Repeat the entries from their start through the line that contains "[400, 311, 418, 326]", changing every "pixel ints" to "integer pixels" and leaving all other text unchanged.

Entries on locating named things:
++++++
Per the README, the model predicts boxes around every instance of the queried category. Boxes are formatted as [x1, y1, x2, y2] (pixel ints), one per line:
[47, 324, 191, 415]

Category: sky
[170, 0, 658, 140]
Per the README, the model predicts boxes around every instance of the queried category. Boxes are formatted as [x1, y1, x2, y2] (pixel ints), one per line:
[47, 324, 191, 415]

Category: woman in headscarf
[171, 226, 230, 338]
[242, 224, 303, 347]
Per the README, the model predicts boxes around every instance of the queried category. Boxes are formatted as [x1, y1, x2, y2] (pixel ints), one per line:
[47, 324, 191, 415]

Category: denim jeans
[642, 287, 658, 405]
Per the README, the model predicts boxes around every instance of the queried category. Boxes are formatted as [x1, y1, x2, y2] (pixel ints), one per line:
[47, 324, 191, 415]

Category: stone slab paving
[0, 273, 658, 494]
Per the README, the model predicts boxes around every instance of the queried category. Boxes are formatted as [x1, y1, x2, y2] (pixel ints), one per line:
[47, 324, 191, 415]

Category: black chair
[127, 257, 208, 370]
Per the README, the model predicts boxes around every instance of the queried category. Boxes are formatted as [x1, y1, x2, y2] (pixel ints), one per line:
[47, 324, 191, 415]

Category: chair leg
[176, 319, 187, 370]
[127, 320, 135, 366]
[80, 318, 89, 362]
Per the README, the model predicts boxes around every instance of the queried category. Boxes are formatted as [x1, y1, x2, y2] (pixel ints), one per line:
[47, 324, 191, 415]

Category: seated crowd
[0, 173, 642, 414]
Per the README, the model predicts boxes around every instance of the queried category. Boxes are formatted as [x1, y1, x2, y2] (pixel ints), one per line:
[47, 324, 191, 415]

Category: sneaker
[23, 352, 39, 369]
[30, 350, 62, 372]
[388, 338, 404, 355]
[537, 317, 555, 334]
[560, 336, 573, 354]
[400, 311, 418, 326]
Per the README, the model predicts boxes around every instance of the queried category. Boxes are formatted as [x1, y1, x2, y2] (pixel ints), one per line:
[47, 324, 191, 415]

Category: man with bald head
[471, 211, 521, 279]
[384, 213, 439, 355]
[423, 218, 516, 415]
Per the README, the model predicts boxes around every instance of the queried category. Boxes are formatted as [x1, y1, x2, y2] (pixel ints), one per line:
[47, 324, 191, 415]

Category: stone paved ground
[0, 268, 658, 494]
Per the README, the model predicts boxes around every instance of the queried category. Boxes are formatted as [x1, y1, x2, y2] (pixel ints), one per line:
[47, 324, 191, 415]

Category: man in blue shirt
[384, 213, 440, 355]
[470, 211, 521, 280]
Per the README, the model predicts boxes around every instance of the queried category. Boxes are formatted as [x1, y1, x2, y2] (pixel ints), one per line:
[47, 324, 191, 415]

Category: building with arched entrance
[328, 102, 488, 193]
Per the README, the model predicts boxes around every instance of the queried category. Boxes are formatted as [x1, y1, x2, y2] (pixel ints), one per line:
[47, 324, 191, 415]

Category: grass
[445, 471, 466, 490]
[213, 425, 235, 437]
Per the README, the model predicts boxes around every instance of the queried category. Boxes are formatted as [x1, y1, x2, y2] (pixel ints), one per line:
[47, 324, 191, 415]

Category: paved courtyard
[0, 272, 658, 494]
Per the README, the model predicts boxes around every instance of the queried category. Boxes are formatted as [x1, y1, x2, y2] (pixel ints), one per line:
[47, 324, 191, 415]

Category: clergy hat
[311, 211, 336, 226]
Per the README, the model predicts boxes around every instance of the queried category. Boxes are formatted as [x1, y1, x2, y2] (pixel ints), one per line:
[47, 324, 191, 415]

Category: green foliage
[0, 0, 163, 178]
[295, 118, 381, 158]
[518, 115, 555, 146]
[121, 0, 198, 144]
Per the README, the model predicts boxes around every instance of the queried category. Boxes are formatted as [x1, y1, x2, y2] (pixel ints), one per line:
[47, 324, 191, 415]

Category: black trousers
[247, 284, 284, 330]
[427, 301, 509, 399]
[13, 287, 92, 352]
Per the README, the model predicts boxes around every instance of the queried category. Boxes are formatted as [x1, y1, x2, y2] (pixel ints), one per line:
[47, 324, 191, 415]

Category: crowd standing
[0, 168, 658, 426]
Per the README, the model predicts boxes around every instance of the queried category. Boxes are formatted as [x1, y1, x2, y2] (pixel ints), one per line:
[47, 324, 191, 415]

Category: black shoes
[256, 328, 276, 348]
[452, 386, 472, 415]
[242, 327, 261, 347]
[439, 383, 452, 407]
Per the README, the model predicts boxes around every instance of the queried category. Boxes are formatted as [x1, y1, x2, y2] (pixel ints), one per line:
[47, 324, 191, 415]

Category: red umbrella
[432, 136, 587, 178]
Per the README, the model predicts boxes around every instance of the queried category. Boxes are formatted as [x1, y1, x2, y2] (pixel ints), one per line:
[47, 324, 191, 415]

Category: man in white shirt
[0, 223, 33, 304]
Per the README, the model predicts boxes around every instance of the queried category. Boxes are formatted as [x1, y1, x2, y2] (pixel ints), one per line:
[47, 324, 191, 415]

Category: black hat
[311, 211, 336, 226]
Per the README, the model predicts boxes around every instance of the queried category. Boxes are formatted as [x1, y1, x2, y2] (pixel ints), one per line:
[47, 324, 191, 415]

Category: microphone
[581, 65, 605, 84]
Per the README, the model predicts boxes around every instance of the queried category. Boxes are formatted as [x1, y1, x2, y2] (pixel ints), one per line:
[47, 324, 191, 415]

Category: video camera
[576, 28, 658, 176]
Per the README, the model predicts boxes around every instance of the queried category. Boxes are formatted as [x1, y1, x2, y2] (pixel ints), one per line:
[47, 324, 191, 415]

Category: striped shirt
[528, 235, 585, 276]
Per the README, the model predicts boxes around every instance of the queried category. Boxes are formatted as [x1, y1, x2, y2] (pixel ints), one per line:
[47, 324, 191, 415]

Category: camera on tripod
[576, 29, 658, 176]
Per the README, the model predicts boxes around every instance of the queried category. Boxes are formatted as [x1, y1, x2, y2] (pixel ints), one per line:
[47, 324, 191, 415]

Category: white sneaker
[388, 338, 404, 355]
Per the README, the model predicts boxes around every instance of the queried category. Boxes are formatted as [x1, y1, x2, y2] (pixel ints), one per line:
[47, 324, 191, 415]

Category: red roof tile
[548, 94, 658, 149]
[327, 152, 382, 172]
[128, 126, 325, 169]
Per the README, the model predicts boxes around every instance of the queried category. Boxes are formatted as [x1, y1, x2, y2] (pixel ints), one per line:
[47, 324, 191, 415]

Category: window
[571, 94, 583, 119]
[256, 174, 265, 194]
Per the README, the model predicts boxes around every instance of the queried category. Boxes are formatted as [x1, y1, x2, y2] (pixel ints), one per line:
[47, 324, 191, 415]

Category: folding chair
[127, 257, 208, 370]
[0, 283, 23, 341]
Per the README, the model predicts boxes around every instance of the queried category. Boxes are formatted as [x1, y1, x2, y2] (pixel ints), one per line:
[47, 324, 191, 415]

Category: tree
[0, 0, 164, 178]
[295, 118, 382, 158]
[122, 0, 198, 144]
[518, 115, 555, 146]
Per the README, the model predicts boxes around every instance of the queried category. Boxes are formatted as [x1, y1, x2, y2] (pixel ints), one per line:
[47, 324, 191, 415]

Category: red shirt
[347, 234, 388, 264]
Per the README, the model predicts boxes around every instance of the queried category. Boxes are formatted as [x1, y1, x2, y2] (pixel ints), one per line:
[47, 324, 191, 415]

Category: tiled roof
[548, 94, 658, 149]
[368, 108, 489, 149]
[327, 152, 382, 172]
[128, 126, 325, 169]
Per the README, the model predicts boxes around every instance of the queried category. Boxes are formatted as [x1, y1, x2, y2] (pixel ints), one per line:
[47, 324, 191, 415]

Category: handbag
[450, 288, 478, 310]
++++++
SOLUTION BELOW:
Per the README, the model predicts boxes around every instance of the queried category. Boxes are formatted as [x1, y1, x2, y2] (integer pixels), one per line:
[47, 324, 191, 415]

Category: sky
[170, 0, 658, 140]
Per the README, the model predicts boxes around every instance of the queried category. Boxes are formatted as [x1, y1, x2, y2] (integer pixels), one per line:
[47, 324, 191, 415]

Category: woman in headscarf
[171, 226, 230, 338]
[242, 224, 303, 347]
Per the README, the model predicts boxes around every instance of the queried category. Boxes are formatted as [x1, y1, x2, y2] (integer pixels), one per line:
[47, 324, 191, 415]

Category: denim jeans
[642, 287, 658, 405]
Per the README, the model predicts boxes around every instance of the queried category. Boxes are formatted as [x1, y1, x2, y2] (integer pixels), one per line:
[47, 324, 191, 415]

Category: stone slab paving
[0, 273, 658, 494]
Per the README, the model predicts boxes around every instance of the queried category. Boxes are formatted as [x1, y1, x2, y2] (integer pixels), one per line:
[47, 324, 191, 415]

Category: black chair
[127, 257, 208, 370]
Per the README, the model predicts boxes around every instance of the queried category. Boxes are formatted as [x1, y1, x2, y2] (integer pixels), one per line:
[47, 324, 191, 415]

Category: chair leg
[176, 319, 187, 370]
[127, 320, 135, 366]
[80, 318, 89, 362]
Per the README, the model predicts boxes around every instance of the queried category. Boxes are formatted as [x1, y1, x2, y2] (integer pixels), one per line:
[47, 324, 191, 415]

Category: seated crowd
[0, 173, 642, 414]
Per the README, the model predicts boxes around every instance of the queried category. Boxes are formatted as [x1, y1, x2, y2] (integer pixels), one per line:
[47, 324, 191, 415]

Category: sneaker
[23, 352, 39, 369]
[30, 350, 62, 372]
[388, 338, 404, 355]
[537, 317, 555, 334]
[560, 336, 573, 354]
[400, 311, 418, 326]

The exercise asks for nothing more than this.